Wo sind laut dem Textabschnitt über Leichte Sprache die Empfehlungen der Forschungsstelle der Universität Hildesheim ausführlich nachzulesen?

+++ Textabschnitt +++

Leichte Sprache ist reglementiert

Für Leichte Sprache gibt es Regelwerke, die vorwiegend aus der Praxis entstanden sind. Empirische Untersuchungen, die diese Regeln bestätigen oder widerlegen könnten, gibt es bisher nur wenige. Die Forschungsstelle Leichte Sprache der Universität Hildesheim hat die Regelwerke einer wissenschaftlichen Analyse unterzogen. Daraus entstanden Hypothesen und Empfehlungen, die zwar nicht den Status von Übersetzungsregeln haben, in der Praxis des Übersetzens von Texten in Leichte Sprache aber als Grundlage verwendet werden können. Diese Empfehlungen finden sich detailliert im „Duden Leichte Sprache“. „Leichte Sprache“ wird im Folgenden so verstanden, wie sie die Forschungsstelle Leichte Sprache der Universität Hildesheim beschreibt.

+++ Vorliegende Einträge +++

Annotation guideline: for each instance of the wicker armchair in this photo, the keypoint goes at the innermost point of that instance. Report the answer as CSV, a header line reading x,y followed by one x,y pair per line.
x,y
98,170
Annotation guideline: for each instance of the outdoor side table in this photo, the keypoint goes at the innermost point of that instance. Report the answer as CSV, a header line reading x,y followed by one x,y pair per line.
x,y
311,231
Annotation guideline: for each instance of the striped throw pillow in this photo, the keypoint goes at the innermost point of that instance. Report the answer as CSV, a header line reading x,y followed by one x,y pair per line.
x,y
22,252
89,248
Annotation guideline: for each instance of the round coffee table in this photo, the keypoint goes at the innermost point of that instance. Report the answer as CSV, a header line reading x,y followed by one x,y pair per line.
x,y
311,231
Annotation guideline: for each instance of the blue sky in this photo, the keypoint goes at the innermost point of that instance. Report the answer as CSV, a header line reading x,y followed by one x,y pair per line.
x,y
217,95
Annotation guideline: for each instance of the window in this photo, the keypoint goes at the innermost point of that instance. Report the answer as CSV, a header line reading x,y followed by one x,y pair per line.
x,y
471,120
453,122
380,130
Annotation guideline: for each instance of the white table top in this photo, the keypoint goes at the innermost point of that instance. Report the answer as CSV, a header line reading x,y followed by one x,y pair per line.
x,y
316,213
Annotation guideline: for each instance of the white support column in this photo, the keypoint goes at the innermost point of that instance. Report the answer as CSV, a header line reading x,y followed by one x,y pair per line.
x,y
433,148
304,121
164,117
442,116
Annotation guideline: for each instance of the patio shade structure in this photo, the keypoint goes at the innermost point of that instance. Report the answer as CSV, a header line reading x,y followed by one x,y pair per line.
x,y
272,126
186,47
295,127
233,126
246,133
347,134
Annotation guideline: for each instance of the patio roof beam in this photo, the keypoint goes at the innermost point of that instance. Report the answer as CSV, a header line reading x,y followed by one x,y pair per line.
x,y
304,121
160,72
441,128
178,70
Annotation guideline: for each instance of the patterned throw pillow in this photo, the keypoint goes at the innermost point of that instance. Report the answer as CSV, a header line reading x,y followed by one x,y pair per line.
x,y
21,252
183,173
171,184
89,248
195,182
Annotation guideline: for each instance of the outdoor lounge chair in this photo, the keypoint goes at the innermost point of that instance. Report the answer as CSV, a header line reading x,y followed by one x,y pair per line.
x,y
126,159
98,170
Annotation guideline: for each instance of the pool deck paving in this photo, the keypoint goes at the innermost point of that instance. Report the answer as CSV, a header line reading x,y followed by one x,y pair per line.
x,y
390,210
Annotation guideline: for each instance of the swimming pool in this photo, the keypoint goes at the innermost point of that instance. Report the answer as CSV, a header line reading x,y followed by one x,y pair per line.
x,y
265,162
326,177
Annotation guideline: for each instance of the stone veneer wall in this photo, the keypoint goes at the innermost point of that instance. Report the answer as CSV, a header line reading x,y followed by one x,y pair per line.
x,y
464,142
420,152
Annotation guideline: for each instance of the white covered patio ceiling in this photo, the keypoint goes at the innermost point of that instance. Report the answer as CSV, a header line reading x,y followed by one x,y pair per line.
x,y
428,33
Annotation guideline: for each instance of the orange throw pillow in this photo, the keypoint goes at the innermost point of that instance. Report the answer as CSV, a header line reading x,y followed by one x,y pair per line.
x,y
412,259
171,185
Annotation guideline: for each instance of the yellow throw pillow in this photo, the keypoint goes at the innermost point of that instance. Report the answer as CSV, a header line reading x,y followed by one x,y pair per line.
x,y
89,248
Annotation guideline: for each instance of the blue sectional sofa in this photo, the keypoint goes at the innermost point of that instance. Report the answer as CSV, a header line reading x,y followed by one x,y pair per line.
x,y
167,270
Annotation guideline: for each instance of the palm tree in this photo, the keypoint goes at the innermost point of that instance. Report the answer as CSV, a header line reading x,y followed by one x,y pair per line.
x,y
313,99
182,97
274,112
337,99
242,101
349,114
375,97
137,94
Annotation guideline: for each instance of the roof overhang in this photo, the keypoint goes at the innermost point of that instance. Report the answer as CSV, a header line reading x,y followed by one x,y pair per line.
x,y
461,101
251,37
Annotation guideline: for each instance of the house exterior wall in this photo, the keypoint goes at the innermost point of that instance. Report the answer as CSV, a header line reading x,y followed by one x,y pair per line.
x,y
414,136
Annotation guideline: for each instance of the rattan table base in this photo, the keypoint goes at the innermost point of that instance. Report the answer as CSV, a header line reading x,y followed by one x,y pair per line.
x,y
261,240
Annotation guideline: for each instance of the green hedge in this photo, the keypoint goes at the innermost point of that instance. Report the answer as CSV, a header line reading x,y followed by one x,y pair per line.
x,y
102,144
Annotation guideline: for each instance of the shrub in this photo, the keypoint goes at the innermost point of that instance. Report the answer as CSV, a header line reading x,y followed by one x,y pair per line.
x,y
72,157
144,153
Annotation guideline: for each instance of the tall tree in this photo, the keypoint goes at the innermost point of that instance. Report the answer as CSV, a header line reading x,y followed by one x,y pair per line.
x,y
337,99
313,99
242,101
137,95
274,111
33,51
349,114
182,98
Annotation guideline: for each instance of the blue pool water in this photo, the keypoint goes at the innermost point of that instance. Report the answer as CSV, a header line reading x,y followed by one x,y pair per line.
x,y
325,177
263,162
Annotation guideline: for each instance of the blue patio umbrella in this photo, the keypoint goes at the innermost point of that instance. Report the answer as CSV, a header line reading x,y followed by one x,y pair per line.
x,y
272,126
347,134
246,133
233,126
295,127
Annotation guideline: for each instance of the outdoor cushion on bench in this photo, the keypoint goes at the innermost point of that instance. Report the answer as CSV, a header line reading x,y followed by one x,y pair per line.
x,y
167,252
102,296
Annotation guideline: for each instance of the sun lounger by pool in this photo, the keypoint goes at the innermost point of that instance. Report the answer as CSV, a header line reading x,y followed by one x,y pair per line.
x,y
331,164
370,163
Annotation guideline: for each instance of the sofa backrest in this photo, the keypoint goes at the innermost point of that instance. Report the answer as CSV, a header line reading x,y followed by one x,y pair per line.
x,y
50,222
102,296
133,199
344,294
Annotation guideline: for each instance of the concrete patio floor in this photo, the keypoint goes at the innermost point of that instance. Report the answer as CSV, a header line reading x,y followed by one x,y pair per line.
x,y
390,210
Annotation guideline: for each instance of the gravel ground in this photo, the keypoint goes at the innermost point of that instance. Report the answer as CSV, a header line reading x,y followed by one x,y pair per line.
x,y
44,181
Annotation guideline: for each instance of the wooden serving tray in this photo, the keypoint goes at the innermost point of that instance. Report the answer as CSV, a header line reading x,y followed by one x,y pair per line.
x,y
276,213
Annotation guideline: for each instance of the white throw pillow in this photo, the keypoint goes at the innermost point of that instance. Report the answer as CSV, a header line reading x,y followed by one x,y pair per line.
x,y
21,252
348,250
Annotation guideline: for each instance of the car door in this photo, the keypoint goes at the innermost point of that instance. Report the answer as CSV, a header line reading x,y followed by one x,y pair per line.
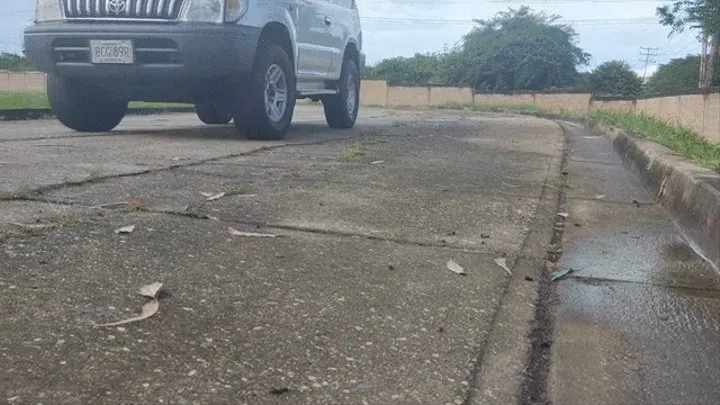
x,y
313,39
340,15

+++

* Lösung der Aufgabe *
Im „Duden Leichte Sprache“.